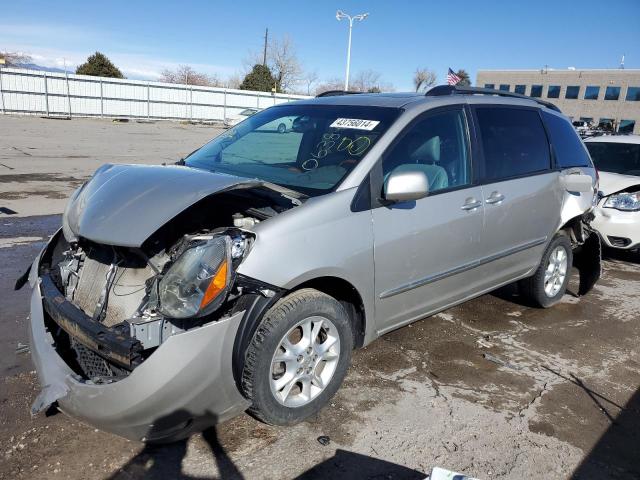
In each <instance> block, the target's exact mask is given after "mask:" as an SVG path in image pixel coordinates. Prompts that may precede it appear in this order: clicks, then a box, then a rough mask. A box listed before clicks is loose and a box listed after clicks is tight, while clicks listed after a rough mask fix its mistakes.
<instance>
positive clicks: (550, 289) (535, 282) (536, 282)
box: [520, 233, 573, 308]
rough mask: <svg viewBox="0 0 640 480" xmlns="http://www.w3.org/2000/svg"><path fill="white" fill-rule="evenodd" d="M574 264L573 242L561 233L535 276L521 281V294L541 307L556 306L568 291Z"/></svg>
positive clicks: (544, 258)
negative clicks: (562, 297)
mask: <svg viewBox="0 0 640 480" xmlns="http://www.w3.org/2000/svg"><path fill="white" fill-rule="evenodd" d="M572 264H573V252H572V250H571V242H570V241H569V239H568V238H567V237H566V236H565V235H563V234H561V233H560V234H558V235H556V236H555V237H554V238H553V240H552V241H551V243H550V244H549V246H548V247H547V249H546V250H545V252H544V255H543V256H542V261H541V262H540V266H539V267H538V269H537V270H536V272H535V273H534V274H533V276H532V277H529V278H525V279H524V280H521V281H520V293H522V294H523V295H524V296H526V297H527V298H529V299H530V300H531V301H532V302H533V303H535V304H536V305H538V306H539V307H542V308H549V307H551V306H553V305H555V304H556V303H558V302H559V301H560V299H561V298H562V296H563V295H564V294H565V291H566V290H567V285H568V284H569V277H570V273H571V266H572Z"/></svg>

WHAT YOU HAVE TO DO: Recast every line of the listing above as a JSON list of strings, one string per line, leaving out blank lines and the pictures.

RESULT OF THE EXERCISE:
[
  "In each <instance> block, the target's exact mask is given after \"mask:\" as an SVG path in image pixel coordinates. Prompts that may precede it appear in this order: clicks, then a box, then a rough mask. A box listed before clicks is loose and a box listed after clicks is tight, while clicks listed after a rough mask fix its mistakes.",
  "<instance>",
  "positive clicks: (550, 289) (535, 282) (536, 282)",
  "box: [520, 233, 573, 308]",
  "rough mask: <svg viewBox=\"0 0 640 480\" xmlns=\"http://www.w3.org/2000/svg\"><path fill=\"white\" fill-rule=\"evenodd\" d=\"M574 264L573 242L561 233L535 276L521 281V294L541 307L556 306L568 291Z\"/></svg>",
  "positive clicks: (544, 258)",
  "negative clicks: (562, 297)",
  "mask: <svg viewBox=\"0 0 640 480\" xmlns=\"http://www.w3.org/2000/svg\"><path fill=\"white\" fill-rule=\"evenodd\" d=\"M572 264H573V252H572V250H571V242H570V241H569V239H568V238H567V237H566V236H565V235H563V234H561V233H560V234H558V235H556V236H555V237H554V238H553V240H552V241H551V243H550V244H549V246H548V247H547V249H546V250H545V252H544V255H543V256H542V261H541V262H540V266H539V267H538V269H537V270H536V272H535V273H534V274H533V276H532V277H529V278H525V279H524V280H521V281H520V293H522V294H523V295H524V296H526V297H527V298H529V299H530V300H531V301H532V302H533V303H535V304H536V305H538V306H539V307H542V308H549V307H551V306H553V305H555V304H556V303H558V302H559V301H560V299H561V298H562V296H563V295H564V294H565V291H566V290H567V285H568V284H569V277H570V273H571V266H572Z\"/></svg>"
]